#### RECORDS FOR THE TASK

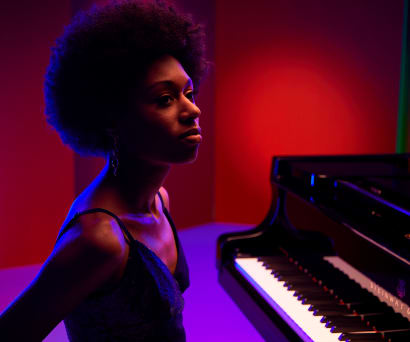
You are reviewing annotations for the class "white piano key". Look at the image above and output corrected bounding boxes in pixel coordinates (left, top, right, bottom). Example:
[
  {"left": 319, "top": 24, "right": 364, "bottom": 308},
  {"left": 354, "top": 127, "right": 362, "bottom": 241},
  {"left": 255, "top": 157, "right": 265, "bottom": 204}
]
[{"left": 235, "top": 258, "right": 341, "bottom": 342}]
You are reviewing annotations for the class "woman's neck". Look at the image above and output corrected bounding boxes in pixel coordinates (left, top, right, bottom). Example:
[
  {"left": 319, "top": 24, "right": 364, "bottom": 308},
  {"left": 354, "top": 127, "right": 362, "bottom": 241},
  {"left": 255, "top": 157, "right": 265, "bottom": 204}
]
[{"left": 90, "top": 159, "right": 170, "bottom": 216}]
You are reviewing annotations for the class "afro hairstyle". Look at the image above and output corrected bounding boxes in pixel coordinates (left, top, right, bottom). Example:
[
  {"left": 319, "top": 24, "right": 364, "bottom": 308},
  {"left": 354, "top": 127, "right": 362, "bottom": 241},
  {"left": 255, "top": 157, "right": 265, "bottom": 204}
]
[{"left": 44, "top": 0, "right": 208, "bottom": 156}]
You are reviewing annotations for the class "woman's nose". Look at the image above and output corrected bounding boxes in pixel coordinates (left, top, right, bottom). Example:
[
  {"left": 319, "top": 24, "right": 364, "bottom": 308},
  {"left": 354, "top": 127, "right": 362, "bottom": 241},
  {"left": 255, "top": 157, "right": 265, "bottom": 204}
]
[{"left": 181, "top": 98, "right": 201, "bottom": 120}]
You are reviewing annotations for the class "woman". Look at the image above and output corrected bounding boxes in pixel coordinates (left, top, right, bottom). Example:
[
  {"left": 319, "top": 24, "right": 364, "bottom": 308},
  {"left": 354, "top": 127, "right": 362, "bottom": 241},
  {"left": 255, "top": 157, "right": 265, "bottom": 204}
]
[{"left": 0, "top": 1, "right": 207, "bottom": 341}]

########

• [PROMPT]
List every line in the rows above that contains the word "class".

• [EXERCISE ANSWER]
You are reviewing annotations for the class "white piano key". Look at the image above and output corrected bounding boxes in pixel coordinates (left, top, right, bottom). Example:
You are reviewing annotations for the class "woman's neck". Look at the image above and output corrected bounding boxes in pixel coordinates (left, top, right, bottom). Example:
You are reviewing annotations for the class "afro hairstyle". Look at the image above and output corrected bounding boxes in pixel coordinates (left, top, right, bottom). Example:
You are reviewing annotations for the class "woman's nose". Look at the image above and output corrected bounding boxes in pixel coordinates (left, top, right, bottom). Example:
You are reviewing annotations for the class "woman". Look at the image above and output corrected bounding boxes in pixel coordinates (left, top, right, bottom). Example:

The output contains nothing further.